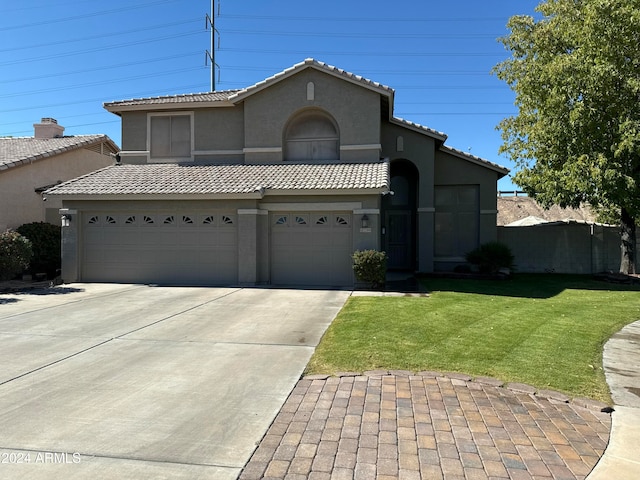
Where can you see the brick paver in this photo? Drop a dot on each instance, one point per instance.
(399, 425)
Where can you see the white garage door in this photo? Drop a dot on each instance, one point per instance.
(311, 248)
(180, 248)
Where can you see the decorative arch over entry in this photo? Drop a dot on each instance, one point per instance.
(311, 135)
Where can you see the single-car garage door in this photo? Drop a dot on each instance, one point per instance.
(180, 248)
(311, 248)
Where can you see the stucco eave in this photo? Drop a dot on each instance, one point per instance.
(117, 109)
(160, 197)
(326, 192)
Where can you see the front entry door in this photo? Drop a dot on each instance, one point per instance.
(398, 240)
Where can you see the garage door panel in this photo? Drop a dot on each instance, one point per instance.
(311, 248)
(177, 248)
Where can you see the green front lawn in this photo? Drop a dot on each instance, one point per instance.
(544, 330)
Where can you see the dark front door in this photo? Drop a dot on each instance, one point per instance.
(398, 240)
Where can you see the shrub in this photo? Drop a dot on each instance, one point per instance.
(491, 257)
(370, 266)
(45, 239)
(15, 253)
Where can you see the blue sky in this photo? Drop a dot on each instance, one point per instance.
(65, 59)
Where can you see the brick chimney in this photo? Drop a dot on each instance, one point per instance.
(48, 128)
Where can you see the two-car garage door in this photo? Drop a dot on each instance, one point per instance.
(171, 247)
(201, 248)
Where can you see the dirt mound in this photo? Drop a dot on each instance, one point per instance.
(515, 208)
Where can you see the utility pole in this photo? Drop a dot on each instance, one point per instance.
(210, 21)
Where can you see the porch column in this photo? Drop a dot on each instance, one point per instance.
(69, 248)
(426, 229)
(251, 240)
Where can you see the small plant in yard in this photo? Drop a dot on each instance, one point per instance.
(45, 240)
(491, 257)
(370, 266)
(15, 253)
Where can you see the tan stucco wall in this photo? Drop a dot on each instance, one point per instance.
(451, 170)
(20, 203)
(267, 113)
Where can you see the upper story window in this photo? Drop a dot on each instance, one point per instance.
(170, 137)
(312, 135)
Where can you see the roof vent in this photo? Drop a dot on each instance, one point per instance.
(48, 128)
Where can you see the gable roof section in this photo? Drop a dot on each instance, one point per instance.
(315, 64)
(502, 171)
(24, 150)
(232, 97)
(416, 127)
(205, 99)
(164, 181)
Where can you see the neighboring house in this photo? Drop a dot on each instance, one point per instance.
(30, 165)
(277, 183)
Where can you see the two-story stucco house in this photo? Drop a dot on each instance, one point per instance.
(30, 165)
(277, 183)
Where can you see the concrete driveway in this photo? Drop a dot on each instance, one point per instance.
(131, 381)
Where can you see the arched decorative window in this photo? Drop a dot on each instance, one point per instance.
(311, 135)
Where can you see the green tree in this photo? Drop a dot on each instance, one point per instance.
(575, 70)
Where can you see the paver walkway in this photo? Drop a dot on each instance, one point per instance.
(390, 425)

### Instruction
Copy the rows above word for word, from the line containing "Where can you see the gable" through the last row, including both.

### Solution for this problem
Where can you see the gable roof section in this photo? Drop a dot on each instance, one point per instance.
(315, 64)
(502, 171)
(24, 150)
(232, 97)
(416, 127)
(205, 99)
(164, 181)
Where can you see the neighboring house in this photo? Drop a dot on each instance, one point per instance.
(30, 165)
(277, 183)
Where can you see the two-story stucco house in this photo? Drop a dot on each instance, one point per instance.
(30, 165)
(277, 183)
Where can you see the concrete driveway in this photo? Drop a dot on each instance, one point per instance.
(131, 381)
Where can you see the arched decorative window in this photo? Drop a dot on each instance, one point per instance.
(311, 135)
Where can you see the green tree in this photo? Drop a dot on each instance, one point per instance.
(575, 70)
Where can you see the paver walkway in this photo? Drop a dot on each instance, one point per instance.
(390, 425)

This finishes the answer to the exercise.